Texte présenté =>
Jean-Noël Gillard, chef de groupe MR-IC, a interpellé le collège au sujet des nouvelles mesures de stationnement. Il pointe du doigt l’extension de la gratuité de stationnement de 30 min à 1 h, « alors que c’était déjà le cas puisque les usagers bénéficiaient déjà de 2 fois 30 minutes de gratuité par demi-jour. Tromperie ? », indique le conseiller.
Mathieu Marchal, conseiller PTB, a lui applaudi l’extension de la gratuité à 1 h : « Pratique 30 min par demi-journée, mais je me vois mal aller au matin chez le coiffeur et après-midi terminer la coupe, mais bon » (en référence à la « tromperie » soulevée par M. Gillard). Le conseiller PTB a par contre regretté l’apparition d’horodateurs à Marcinelle et Mont-sur-Marchienne.

Données fournies =>
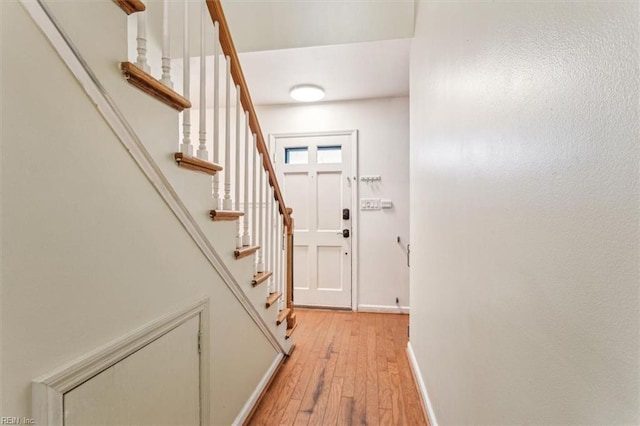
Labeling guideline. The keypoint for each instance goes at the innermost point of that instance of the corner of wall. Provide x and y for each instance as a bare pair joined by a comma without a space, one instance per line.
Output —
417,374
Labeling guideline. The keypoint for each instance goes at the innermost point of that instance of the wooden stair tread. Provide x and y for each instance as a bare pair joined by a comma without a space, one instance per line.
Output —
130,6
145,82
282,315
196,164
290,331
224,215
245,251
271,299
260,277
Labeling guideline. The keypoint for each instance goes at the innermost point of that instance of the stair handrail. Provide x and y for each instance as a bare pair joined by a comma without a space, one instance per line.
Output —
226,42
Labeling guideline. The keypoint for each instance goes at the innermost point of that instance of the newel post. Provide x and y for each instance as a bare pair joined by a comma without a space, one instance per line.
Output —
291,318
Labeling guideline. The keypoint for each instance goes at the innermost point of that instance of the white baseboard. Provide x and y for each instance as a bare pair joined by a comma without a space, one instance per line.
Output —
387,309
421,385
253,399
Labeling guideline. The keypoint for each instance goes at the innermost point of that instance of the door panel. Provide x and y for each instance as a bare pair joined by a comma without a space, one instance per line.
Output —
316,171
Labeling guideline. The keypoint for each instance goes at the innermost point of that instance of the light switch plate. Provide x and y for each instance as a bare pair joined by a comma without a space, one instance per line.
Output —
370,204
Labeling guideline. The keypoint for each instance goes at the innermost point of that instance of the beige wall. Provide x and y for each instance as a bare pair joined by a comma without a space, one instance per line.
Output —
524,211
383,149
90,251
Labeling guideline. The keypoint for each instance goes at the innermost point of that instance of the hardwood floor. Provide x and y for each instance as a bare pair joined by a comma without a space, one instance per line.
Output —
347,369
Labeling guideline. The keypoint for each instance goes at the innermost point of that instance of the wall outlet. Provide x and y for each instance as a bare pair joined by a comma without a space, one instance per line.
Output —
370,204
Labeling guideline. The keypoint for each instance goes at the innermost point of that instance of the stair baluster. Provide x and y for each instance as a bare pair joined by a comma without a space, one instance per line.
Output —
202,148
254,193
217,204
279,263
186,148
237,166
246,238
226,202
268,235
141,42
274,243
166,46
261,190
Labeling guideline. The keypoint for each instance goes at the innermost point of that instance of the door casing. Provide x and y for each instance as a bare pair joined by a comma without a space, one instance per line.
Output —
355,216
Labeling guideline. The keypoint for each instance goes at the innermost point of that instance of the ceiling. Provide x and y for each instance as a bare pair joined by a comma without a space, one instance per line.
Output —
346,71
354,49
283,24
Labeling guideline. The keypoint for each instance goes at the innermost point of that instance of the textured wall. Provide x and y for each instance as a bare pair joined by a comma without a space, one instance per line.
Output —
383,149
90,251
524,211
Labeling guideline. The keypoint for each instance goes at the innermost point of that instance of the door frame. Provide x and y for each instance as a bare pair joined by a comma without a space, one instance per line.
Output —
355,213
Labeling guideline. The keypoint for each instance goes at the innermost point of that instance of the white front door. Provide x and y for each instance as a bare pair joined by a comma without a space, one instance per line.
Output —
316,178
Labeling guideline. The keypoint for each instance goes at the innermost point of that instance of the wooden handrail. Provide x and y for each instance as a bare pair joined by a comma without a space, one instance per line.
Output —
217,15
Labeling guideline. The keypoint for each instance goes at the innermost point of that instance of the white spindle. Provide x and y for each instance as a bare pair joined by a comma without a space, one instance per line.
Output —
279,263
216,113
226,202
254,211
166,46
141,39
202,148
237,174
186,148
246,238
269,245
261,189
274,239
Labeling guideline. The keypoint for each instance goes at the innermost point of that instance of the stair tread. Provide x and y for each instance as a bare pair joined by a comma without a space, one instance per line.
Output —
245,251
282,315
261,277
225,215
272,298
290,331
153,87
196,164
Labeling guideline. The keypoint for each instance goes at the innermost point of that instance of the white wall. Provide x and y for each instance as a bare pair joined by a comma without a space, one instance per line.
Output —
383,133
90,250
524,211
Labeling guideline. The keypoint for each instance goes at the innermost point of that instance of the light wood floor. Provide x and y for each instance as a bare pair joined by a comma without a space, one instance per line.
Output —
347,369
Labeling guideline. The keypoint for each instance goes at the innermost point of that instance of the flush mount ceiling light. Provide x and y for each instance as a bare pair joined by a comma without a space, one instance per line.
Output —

* * *

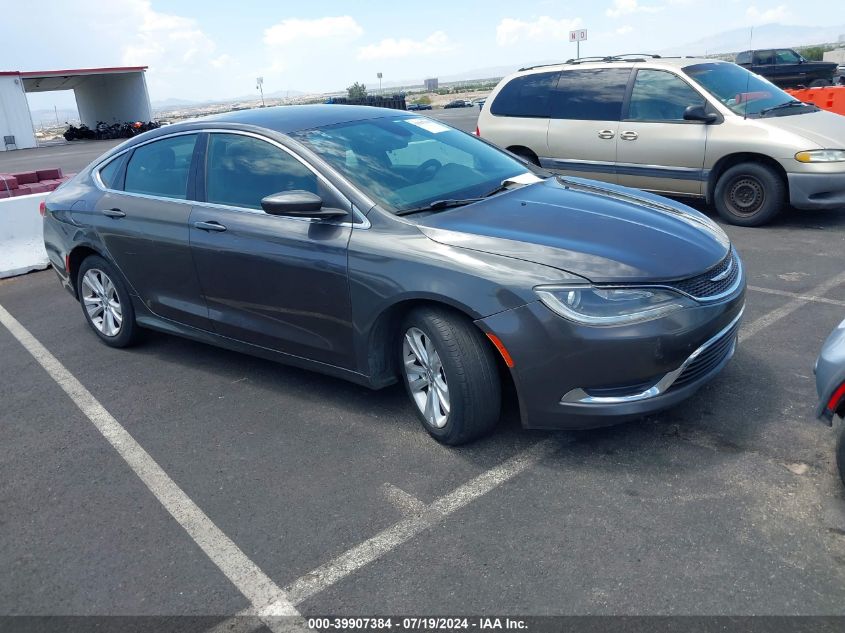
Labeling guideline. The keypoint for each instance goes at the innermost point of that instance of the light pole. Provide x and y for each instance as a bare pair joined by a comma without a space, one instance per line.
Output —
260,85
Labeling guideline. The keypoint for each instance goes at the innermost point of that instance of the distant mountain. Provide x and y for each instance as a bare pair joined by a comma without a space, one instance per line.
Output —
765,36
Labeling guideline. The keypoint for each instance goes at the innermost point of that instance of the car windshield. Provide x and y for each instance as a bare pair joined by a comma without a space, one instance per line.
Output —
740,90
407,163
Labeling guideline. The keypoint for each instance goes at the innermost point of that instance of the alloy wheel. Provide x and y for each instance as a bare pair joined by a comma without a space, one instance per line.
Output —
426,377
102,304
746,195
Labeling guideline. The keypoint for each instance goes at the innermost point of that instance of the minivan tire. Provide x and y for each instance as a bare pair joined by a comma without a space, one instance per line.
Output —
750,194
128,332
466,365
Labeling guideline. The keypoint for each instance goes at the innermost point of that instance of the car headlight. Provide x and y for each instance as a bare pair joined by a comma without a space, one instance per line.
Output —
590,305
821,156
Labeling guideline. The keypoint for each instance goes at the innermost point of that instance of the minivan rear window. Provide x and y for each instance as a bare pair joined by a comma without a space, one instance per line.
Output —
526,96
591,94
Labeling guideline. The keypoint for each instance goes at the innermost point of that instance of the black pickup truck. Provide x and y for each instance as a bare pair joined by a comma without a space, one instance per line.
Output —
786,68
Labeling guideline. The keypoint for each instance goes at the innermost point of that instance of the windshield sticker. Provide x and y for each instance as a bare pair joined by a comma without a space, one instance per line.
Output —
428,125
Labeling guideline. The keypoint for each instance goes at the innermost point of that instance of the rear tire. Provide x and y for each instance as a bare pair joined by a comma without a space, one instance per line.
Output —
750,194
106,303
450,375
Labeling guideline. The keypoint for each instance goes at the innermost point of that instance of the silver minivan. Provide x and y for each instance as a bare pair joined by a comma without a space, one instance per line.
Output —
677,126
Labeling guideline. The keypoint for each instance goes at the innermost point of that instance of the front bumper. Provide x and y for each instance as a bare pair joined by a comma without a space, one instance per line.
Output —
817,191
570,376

Consignes =>
1. Répondez aux questions suivantes à partir du texte sur le stationnement.
(a) Quelle fonction Jean-Noël Gillard occupe-t-il ?
(b) De quelle gratuité les usagers bénéficiaient-ils déjà avant l'extension, selon Jean-Noël Gillard ?
(c) Dans quelles localités Mathieu Marchal a-t-il regretté l'apparition d'horodateurs ?
2. Dans le texte sur le stationnement, remplacez « stationnement » par « parking » dans le passage qui commence par « Jean-Noël Gillard, chef » et s'arrête après « indique le conseiller. », puis recopiez ce passage.

Corrigés =>
1.
(a) Il est chef de groupe MR-IC.
(b) Ils bénéficiaient de 2 fois 30 minutes de gratuité par demi-jour.
(c) À Marcinelle et à Mont-sur-Marchienne.

2.
Jean-Noël Gillard, chef de groupe MR-IC, a interpellé le collège au sujet des nouvelles mesures de parking. Il pointe du doigt l’extension de la gratuité de parking de 30 min à 1 h, « alors que c’était déjà le cas puisque les usagers bénéficiaient déjà de 2 fois 30 minutes de gratuité par demi-jour. Tromperie ? », indique le conseiller.